*** Estratto pagina

27 Aprile 1966: l’assassinio da parte dei fascisti del compagno Paolo Rossi a “La Sapienza”

Il 27 aprile del 1966,  viene assassinato Paolo Rossi, studente socialista e antifascista sulla scalinata della facoltà di Lettere de La Sapienza. Viene ucciso durante un attacco fascista all’università di Roma guidato da Delle Chiaie, allora leader del gruppo fascista La Caravella. Al suo fianco ci sono il famigerato squadrista Serafino di Luia e Mario Merlino. Si presume che fu Merlino a far cadere Paolo Rossi dalle scale della facoltà, dopo averlo ripetutamente colpito. Come testimoniano le persone presenti e molte foto, sono numerosi gli studenti che vengono picchiati dai fascisti con il silenzio complice della Polizia che non intervenne. Scrivo che si presume poiché non ci fu nessun processo, nessuna verità giudiziaria, come avvenne spesso in quegli anni la Magistratura con l’aiuto insabbiatorio della Polizia non fece alcuna seria indagine e archiviò il tutto derubricandolo a una rissa fra studenti.

Ci fu allora una reazione ferma e decisa dell’antifascismo universitario, fu in linea di massima una protesta determinata ma pacifica e democratica, lontana dall’antifascismo militante che caratterizzò gli anni ’70. Ma fu finalmente una prima risposta alle tante incredibili aggressioni squadristiche che caratterizzarono Roma fin dal 1945 al 1966, quasi sempre senza reazione. Furono occupate alcune facoltà e allontanati i fascisti che continuarono a provocare, aggredire, attaccare.

******

[Consegna esercizio] Nel testo sulla morte di Paolo Rossi, a che cosa la Magistratura ridusse il caso quando lo archiviò?

*** Dati forniti

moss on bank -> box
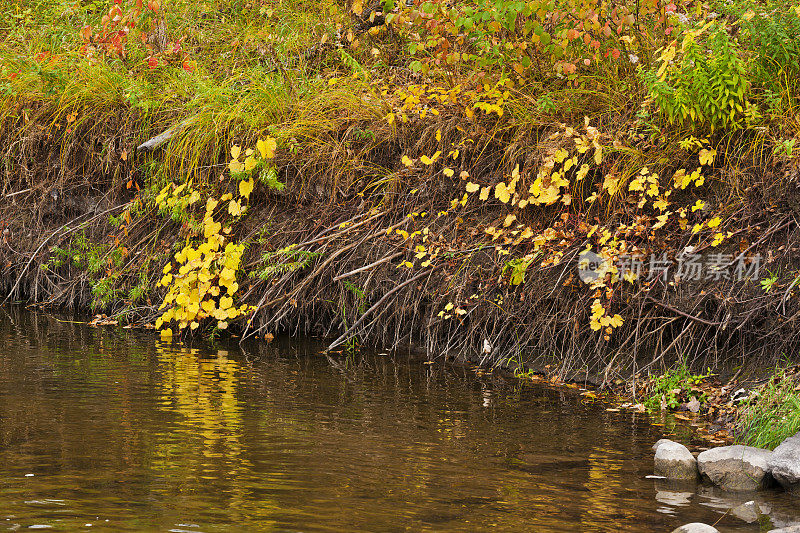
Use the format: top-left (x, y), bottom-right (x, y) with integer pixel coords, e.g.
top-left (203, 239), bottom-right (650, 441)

******

[Risposta completa] Lo derubricò a una rissa fra studenti.